▸ **Задание 1**
Оформите в виде нумерованного списка участок записей от строки, содержащей «Task: in the photo below, where can the alloy», до конца записей включительно, опустив пустые строки.
══ Исходный фрагмент
Произошло то, чего боялся не только я один. Ярлык мошенника, что и говорить, было не шуточное обвинение. Как и следовало ожидать, председатель Госкомиздата одержал блестящую победу. Решение об освобождении Хикара Барсегяна должно было быть отправлено в ЦК Компартии Армении на утверждение. Я получил очередной выговор коллегии и ушел с заседания. На сердце было неспокойно за поэта и судьбу его книги.

ЗАКРУТИЛСЯ
МЕХАНИЗМ ИНТРИГ

В те дни ни Айкарам Утмазян, ни его заместитель Ваагн Мкртчян — никто и ни разу ни в чем меня не обвинили, не грозили обсудить мой вопрос из-за книги Паруйра Севака. Однако постепенно, исподволь усиливалось давление на меня того же Госкомиздата. Всячески старались сделать мне замечание. Становилось явным предвзятое ко мне отношение. Хотя придирки не имели ничего общего с "Да будет свет”, я чувствовал, откуда ветер дует и что выстраиваются редуты самозащиты, выискиваются потенциальные "крайние”, с тем чтобы, если заварить кашу, втянув в общий котел невинных жертв, можно было бы легко с ними эту кашу расхлебывать. Если заглянуть в архив Госкомиздата, то можно будет обнаружить с десяток разных выговоров, которыми "наградило” меня начальство за нерадивую работу, идеологически слабые книги и прочее...
Спустя несколько дней после коллегии Хикар Барсегян направил официальное письмо руководству комитета, в котором уведомил о нецелесообразности распространения тиража сборника "Да будет свет”. О письме он не сообщил ни мне, ни другим сотрудникам.
Полагаю, что запрет на книгу Паруйра со стороны директора издательства должен был вызвать замешательство, даже тревогу у руководства комитета. А.Утмазян и В.Мкртчян были умные люди, и не обязательно было быть пророками, чтобы понять: Хикар Барсегян бросает вызов им и Паруйру Севаку для продолжения боя и решительной победы. В комитете перепугались, но не предались панике. Однако в цэка, особенно в верхних эшелонах, утратили бдительность и не стали преследовать книгу, не составили никаких инструкций. Конечно, у состряпанного Хикаром Барсегяном дела были старательные продолжатели...

ПОД КОНТРОЛЕМ АНДРОПОВА,
ИЛИ КОЧИНЯН —
ДРУГ СЕВАКА

Вскоре Хикар Барсегян преподнес еще один сюрприз.
— Знаешь, наша книга (так и сказал — наша книга) в подстрочном переводе находится у Андропова.
— Кто такой Андропов? — растерялся я.
— Руководитель КГБ страны, — рассмеялся Барсегян, но не над моей безграмотностью, а над моим замешательством.
— Откуда ты узнал?
— Это не важно.
Я уже не сомневался, что мы с Паруйром угодили в водоворот с такими завихрениями, которые, как правило, утопающим могли гарантировать только моральную победу. Я поспешил позвонить по правительственному телефону (в кабинете у меня сидел Геворк Аршакян) первому секретарю ЦК Компартии Армении Антону Кочиняну и попросил срочно меня принять.
════
▸ **Задание 2**
Перечислите всех людей, названных по имени или фамилии в исходном фрагменте о судьбе сборника «Да будет свет».
══ Предоставленные записи
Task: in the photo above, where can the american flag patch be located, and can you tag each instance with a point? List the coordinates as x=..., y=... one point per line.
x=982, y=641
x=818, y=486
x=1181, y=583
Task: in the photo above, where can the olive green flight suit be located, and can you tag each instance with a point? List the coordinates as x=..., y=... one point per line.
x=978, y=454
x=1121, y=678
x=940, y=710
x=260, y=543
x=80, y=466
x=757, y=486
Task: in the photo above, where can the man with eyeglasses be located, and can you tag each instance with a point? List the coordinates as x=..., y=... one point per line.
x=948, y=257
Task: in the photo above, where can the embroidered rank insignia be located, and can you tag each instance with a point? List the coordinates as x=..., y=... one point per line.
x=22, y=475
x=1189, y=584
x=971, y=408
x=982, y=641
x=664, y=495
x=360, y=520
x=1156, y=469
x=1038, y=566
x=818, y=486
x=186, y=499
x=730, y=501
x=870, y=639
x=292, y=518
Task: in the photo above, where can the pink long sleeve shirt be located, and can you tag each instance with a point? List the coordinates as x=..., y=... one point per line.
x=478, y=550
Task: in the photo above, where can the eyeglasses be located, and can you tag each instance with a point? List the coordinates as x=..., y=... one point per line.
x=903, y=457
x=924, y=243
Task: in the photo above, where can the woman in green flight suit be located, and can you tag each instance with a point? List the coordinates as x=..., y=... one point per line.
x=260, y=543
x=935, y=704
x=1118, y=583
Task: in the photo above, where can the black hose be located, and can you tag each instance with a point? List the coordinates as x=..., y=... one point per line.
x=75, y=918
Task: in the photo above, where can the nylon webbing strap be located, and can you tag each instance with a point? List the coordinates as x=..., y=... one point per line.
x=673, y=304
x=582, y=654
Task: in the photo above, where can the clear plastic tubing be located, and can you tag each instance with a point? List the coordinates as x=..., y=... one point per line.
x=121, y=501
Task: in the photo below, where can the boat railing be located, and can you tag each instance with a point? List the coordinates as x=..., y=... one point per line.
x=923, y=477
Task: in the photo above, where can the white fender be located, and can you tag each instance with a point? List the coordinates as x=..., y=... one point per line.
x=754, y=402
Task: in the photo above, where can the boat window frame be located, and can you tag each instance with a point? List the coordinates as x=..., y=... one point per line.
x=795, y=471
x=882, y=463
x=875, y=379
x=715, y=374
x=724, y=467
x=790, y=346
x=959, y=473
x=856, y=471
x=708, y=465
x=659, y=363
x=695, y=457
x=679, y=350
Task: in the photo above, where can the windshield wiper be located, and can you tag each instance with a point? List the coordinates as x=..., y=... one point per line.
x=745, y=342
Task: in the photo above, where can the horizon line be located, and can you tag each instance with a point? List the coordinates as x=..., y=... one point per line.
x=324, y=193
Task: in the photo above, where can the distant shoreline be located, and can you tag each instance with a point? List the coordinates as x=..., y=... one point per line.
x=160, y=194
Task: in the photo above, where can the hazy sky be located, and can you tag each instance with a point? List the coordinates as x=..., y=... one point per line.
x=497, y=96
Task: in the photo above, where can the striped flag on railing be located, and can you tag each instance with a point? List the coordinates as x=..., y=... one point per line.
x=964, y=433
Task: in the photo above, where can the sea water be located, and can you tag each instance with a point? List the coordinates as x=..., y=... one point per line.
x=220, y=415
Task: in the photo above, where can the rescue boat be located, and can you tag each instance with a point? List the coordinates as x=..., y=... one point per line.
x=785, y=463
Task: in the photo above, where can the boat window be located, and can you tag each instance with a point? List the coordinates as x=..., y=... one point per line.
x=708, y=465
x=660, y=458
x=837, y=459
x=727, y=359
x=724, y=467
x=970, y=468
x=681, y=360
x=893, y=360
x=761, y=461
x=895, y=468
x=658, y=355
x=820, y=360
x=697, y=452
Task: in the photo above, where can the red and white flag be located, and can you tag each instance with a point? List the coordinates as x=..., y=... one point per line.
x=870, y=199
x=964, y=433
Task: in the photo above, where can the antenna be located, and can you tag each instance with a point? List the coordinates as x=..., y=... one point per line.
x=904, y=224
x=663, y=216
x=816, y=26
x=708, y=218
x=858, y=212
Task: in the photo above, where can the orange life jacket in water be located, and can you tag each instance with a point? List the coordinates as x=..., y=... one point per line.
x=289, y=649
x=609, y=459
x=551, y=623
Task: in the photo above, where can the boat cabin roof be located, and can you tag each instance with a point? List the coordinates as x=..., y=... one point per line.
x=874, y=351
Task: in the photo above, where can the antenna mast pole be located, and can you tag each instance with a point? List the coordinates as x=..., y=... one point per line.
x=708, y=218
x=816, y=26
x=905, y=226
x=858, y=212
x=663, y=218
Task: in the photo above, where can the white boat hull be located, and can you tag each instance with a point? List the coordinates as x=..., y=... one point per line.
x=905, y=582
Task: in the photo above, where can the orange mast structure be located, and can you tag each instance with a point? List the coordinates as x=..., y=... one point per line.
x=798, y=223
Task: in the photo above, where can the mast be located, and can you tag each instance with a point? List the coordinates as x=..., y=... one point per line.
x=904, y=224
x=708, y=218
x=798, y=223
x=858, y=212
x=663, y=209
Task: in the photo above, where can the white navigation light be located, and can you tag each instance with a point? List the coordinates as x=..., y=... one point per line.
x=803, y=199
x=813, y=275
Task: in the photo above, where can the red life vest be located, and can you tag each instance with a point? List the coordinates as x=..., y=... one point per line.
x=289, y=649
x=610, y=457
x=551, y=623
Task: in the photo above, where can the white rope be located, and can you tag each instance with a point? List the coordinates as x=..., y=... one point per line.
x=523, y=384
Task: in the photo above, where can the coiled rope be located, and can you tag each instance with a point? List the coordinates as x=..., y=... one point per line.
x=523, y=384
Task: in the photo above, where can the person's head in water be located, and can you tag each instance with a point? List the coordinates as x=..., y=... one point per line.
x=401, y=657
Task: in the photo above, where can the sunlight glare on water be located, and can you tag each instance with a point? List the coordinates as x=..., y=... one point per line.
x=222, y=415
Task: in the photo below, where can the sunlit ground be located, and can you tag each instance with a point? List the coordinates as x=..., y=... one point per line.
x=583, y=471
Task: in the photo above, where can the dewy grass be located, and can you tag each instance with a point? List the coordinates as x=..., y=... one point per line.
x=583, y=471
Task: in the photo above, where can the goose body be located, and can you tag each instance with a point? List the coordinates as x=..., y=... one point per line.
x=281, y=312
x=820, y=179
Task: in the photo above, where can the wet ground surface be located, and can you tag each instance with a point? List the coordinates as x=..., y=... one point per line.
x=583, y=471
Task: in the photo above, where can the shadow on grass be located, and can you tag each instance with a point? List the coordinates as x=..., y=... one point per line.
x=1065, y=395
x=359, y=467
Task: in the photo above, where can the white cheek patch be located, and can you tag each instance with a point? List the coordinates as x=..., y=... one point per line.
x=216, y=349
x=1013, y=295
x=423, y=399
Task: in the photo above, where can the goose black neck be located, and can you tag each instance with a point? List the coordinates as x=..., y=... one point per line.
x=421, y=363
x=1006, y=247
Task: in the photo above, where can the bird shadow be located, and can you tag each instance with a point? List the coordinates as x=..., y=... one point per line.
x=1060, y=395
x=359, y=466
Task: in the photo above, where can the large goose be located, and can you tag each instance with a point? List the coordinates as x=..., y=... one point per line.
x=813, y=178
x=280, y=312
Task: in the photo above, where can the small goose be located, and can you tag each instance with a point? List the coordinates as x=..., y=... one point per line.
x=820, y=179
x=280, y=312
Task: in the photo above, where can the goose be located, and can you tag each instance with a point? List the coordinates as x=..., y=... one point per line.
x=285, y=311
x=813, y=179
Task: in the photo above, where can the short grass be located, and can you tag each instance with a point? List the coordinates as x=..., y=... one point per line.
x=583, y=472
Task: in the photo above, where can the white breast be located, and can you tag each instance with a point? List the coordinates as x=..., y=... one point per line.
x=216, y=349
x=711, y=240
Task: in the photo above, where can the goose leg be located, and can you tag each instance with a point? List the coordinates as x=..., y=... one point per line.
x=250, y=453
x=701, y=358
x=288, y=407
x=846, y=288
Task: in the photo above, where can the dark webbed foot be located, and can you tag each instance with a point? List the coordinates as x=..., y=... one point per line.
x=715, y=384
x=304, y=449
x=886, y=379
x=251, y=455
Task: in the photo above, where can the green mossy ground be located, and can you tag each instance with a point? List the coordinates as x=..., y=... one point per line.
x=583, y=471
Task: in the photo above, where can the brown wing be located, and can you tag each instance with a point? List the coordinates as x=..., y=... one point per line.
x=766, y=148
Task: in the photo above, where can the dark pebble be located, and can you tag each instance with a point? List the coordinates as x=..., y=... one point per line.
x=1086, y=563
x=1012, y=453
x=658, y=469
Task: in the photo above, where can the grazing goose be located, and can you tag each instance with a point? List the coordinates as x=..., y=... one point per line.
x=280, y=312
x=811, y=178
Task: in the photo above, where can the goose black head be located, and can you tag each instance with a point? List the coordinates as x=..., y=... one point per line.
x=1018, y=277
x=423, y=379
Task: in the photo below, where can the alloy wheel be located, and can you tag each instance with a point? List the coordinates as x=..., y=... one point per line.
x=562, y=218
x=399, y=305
════
▸ **Ответ 1**
1. Task: in the photo below, where can the alloy wheel be located, and can you tag each instance with a point? List the coordinates as x=..., y=... one point per line.
2. x=562, y=218
3. x=399, y=305

▸ **Ответ 2**
Хикар Барсегян
Айкарам Утмазян
Ваагн Мкртчян
Паруйр Севак
Андропов
Геворк Аршакян
Антон Кочинян